- **EXTRAIT FOURNI**
C’est pour cette raison que les élèves sont sensibilisés et éduqués. Parce que l’éducation, « ce n’est pas uniquement les maths, l’anglais ou les sciences, c’est aussi apprendre le respect, pour s’intégrer dans la société » poursuit-elle.
Dans les deux écoles, toute la communauté éducative est impliquée, mais à l’ISM, ce sont les élèves les principaux acteurs. « Nous avons, de la primaire au lycée, des élèves ambassadeurs formés par un spécialiste de l’anti-harcèlement. Cela signifie que si un élève rencontre un problème, il peut aussi bien se rapprocher d’un adulte de l’école, que d’un élève ambassadeur. »
Selon Lindsay MacKenzie-Wright, l’action est encore plus efficace si elle provient d’un élève. Tous sont d’ailleurs habitués à réagir s’ils sont témoin d’une scène de harcèlement ou de violence.
Les parents ont également un rôle à jouer. « Si vous ne travaillez pas avec eux, vos efforts ne payeront pas » pense-t-on à l’école internationale, dans laquelle sont organisés régulièrement des ateliers avec les familles.
Que pense le Gouvernement ?
Pour Isabelle Bonnal, Commissaire général en charge de la Direction de l’Education Nationale, de la Jeunesse et des Sports (DENJS), la loi n°1513 relative à la lutte contre le harcèlement et la violence en milieu scolaire est « une avancée importante […] pour prévenir et traiter ce phénomène en Principauté ». Elle définit le harcèlement scolaire comme « le fait de soumettre un élève à des actions ou omissions répétées ayant pour objet ou pour effet une dégradation de ses conditions d’apprentissage ou de vie scolaire ».

- **CONSIGNE ÉCRITE A**
Combien de lignes des enregistrements contiennent le mot « word » ? La casse compte ; indiquez seulement le nombre.

- **LIGNES EN ENTRÉE**
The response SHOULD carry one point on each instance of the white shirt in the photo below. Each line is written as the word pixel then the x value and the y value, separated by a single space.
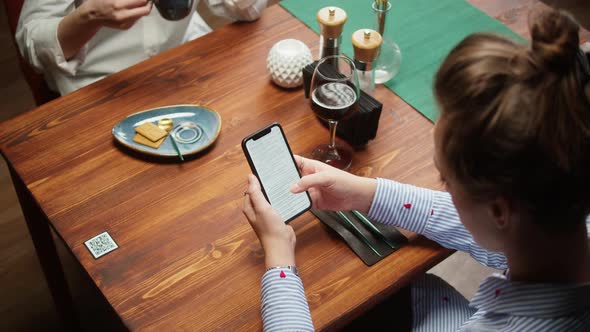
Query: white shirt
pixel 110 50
---
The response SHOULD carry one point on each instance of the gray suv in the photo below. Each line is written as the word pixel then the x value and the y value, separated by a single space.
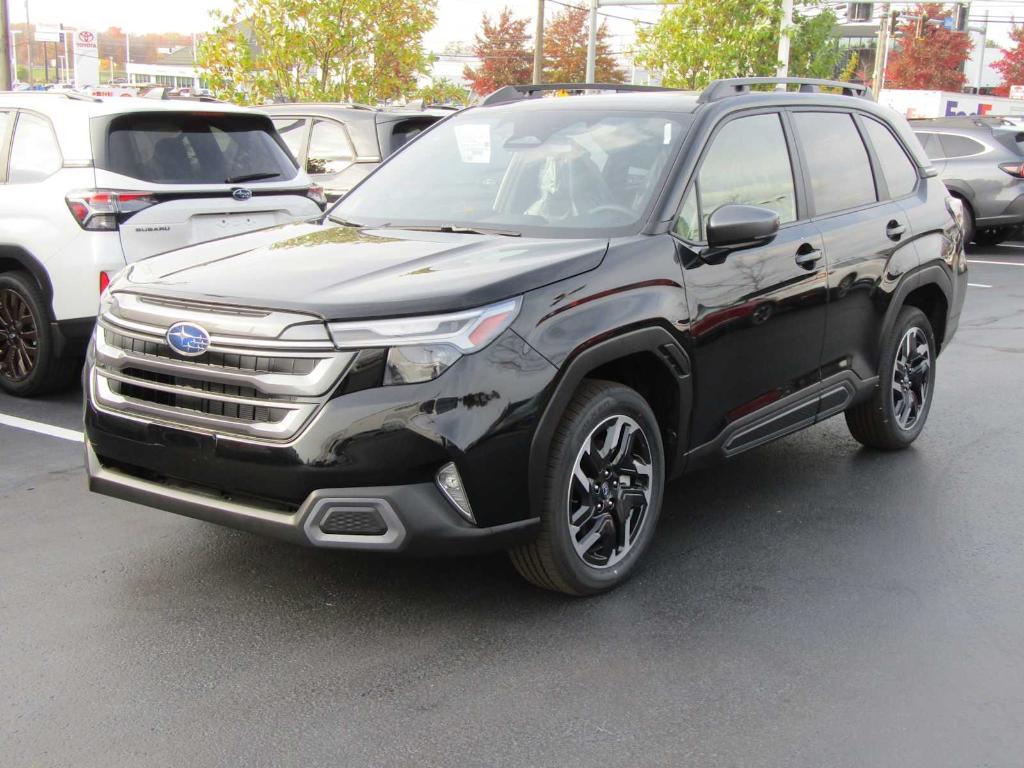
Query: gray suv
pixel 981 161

- **CONSIGNE ÉCRITE B**
D'après l'extrait fourni, par qui les élèves ambassadeurs de l'ISM sont-ils formés ?

- **RÉPONSE ATTENDUE A**
2

- **RÉPONSE ATTENDUE B**
Par un spécialiste de l'anti-harcèlement.